**ページ抜粋**
図38において、近位内側リンク108の第1のリンク部分108aおよび第2のリンク部分108bは、クレビスピン140を中間外側リンク102のクレビスジョイント142内に配置するように位置決めされる。第1のリンク部分108aおよび第2のリンク部分108bは、各部分のギア歯148が互いに噛み合って、その部分を
図39に示す構造に整列させるように、斜めに挿入される。ギア歯148は、ピンまたは他の留め具の必要性を排除する組み立て補助具であり、組み立ての他に運動のためには使用されない。しかし、いくつかの実施形態では、留め具がギア歯の代わりに使用されることができる。リンク部分108a、108bが完全な内側近位リンク108に組み立てられた後、近位外側リンク100が残りの露出したクレビスピン140の上に組み立てられて
図40に示す構造になる。一実施形態では、
図40に示されるように、近位外側リンク100もまたツーピース構造である。

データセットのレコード
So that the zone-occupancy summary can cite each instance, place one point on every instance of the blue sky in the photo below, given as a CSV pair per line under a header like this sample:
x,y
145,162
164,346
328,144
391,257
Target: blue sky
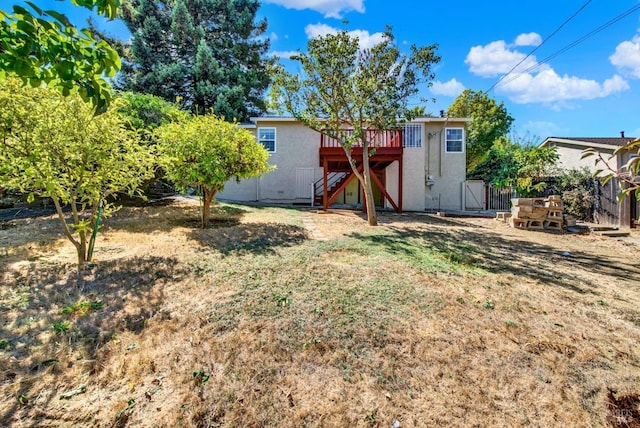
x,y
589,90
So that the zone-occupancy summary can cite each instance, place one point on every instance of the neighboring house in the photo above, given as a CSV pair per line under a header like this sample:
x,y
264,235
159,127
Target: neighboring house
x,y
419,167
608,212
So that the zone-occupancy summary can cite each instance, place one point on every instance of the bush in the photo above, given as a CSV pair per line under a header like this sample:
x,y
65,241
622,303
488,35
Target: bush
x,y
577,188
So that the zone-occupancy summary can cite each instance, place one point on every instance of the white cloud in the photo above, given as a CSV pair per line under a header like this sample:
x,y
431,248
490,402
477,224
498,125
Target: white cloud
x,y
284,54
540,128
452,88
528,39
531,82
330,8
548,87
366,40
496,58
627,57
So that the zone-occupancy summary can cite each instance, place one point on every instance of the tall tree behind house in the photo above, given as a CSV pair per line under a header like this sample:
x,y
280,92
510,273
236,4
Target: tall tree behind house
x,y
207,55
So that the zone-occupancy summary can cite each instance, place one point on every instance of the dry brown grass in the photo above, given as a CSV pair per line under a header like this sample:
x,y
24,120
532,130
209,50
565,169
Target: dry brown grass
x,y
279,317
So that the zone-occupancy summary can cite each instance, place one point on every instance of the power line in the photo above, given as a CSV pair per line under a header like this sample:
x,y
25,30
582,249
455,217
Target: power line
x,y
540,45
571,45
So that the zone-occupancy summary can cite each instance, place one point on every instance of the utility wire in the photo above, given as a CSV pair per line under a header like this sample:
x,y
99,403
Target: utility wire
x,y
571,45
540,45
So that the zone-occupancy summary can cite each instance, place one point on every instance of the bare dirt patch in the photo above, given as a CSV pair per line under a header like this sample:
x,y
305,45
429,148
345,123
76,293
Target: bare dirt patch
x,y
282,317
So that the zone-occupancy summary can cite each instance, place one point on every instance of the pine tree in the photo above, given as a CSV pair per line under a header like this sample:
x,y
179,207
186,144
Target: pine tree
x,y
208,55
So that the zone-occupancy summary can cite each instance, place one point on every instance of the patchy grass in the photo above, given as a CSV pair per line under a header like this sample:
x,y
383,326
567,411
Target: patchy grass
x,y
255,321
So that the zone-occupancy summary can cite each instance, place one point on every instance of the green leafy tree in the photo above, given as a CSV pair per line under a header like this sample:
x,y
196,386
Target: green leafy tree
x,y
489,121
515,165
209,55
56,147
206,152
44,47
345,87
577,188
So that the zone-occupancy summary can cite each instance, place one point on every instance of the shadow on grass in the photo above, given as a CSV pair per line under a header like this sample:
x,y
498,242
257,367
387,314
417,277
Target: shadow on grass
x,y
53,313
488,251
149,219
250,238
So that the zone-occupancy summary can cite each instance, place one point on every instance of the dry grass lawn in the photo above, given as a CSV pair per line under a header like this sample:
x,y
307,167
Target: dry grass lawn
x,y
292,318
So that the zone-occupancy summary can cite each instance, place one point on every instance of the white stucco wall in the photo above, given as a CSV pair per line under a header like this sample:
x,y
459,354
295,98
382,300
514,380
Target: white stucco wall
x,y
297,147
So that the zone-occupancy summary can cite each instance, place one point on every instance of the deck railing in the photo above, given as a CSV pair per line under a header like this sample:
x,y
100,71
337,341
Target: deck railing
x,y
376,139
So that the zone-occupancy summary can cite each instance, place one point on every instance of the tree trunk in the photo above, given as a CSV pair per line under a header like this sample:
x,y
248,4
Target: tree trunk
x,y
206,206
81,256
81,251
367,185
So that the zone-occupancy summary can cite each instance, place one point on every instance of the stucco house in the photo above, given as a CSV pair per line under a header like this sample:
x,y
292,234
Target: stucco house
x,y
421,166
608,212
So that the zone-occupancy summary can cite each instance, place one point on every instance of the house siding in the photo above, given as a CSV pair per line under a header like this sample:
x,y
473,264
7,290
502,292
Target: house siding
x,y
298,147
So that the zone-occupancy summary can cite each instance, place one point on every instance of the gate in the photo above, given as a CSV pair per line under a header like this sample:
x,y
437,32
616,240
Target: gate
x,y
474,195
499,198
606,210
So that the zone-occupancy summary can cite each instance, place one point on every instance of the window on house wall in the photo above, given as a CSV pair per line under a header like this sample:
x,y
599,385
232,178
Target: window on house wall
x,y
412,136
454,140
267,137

**課題一覧**
a. リンクの組み立てを説明したページ抜粋によると、ギア歯148はどのような必要性を排除する組み立て補助具ですか。
b. リンクの組み立てを説明したページ抜粋を、最後の文の後から書き継いでください。

**解答**
a. ピンまたは他の留め具の必要性を排除する組み立て補助具です。

b.
【0040】
他の変形は本発明の精神の範囲内である。説明した実施形態の様々な態様、実施形態、実装形態または特徴は、別々にまたは任意の組み合わせで使用することができる。遠隔手術ツールの動作に関連する記載された実施形態の様々な態様は、ソフトウェア、ハードウェア、またはハードウェアとソフトウェアの組み合わせによって実施することができる。したがって、本発明は様々な修正形態および代替構成を受け入れる余地があるが、その特定の例示の実施形態は図面に示されており、上で詳細に説明されてきた。しかし、開示された特定の形態に本発明を限定する意図はないが、それどころか、その意図は、添付の特許請求の範囲に定義されるように、本発明の精神および範囲内にあるすべての修正形態、代替構造、および均等物を包含することであることが理解されるべきである。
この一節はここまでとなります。